━━━━━ Information shown
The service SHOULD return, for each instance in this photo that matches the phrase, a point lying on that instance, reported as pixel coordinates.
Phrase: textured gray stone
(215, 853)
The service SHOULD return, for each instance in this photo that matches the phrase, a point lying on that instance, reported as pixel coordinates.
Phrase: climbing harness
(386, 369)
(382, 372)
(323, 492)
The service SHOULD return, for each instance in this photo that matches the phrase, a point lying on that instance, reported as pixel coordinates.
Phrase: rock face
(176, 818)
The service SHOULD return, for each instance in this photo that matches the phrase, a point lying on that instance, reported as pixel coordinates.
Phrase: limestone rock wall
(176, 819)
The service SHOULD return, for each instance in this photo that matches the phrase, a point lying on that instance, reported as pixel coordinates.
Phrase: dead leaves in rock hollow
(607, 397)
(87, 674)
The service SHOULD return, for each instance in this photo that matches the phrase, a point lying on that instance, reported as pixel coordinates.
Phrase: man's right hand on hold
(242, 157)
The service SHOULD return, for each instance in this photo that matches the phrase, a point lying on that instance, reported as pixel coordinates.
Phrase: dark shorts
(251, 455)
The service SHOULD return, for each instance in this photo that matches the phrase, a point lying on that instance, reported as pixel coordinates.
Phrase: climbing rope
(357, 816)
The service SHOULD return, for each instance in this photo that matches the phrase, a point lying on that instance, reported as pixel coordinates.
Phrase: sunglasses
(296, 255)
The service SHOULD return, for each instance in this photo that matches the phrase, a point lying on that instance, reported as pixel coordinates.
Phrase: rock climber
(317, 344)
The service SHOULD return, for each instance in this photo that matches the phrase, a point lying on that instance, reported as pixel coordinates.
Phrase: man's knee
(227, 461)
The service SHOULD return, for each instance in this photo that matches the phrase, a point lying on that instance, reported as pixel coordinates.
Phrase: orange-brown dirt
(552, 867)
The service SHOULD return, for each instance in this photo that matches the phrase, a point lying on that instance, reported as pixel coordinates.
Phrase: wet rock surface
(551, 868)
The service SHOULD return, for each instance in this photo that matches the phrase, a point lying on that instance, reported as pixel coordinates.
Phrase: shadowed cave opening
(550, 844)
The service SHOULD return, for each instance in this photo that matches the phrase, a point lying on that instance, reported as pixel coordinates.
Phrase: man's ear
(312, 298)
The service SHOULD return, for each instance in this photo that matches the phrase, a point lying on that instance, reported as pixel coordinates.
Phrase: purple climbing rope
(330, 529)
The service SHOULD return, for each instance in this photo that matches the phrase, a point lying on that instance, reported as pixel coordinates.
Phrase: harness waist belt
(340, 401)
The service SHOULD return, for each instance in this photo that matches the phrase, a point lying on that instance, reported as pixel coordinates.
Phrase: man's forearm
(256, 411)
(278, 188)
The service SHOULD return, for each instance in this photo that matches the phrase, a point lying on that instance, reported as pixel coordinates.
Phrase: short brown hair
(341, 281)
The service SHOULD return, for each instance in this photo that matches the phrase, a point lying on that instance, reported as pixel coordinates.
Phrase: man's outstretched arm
━━━━━━━━━━
Task goal
Find every line in the material above that contains the string "brown", matching case exactly, and copy each of those lines in full.

Exercise solution
Phrase: orange-brown dirt
Phrase: short brown hair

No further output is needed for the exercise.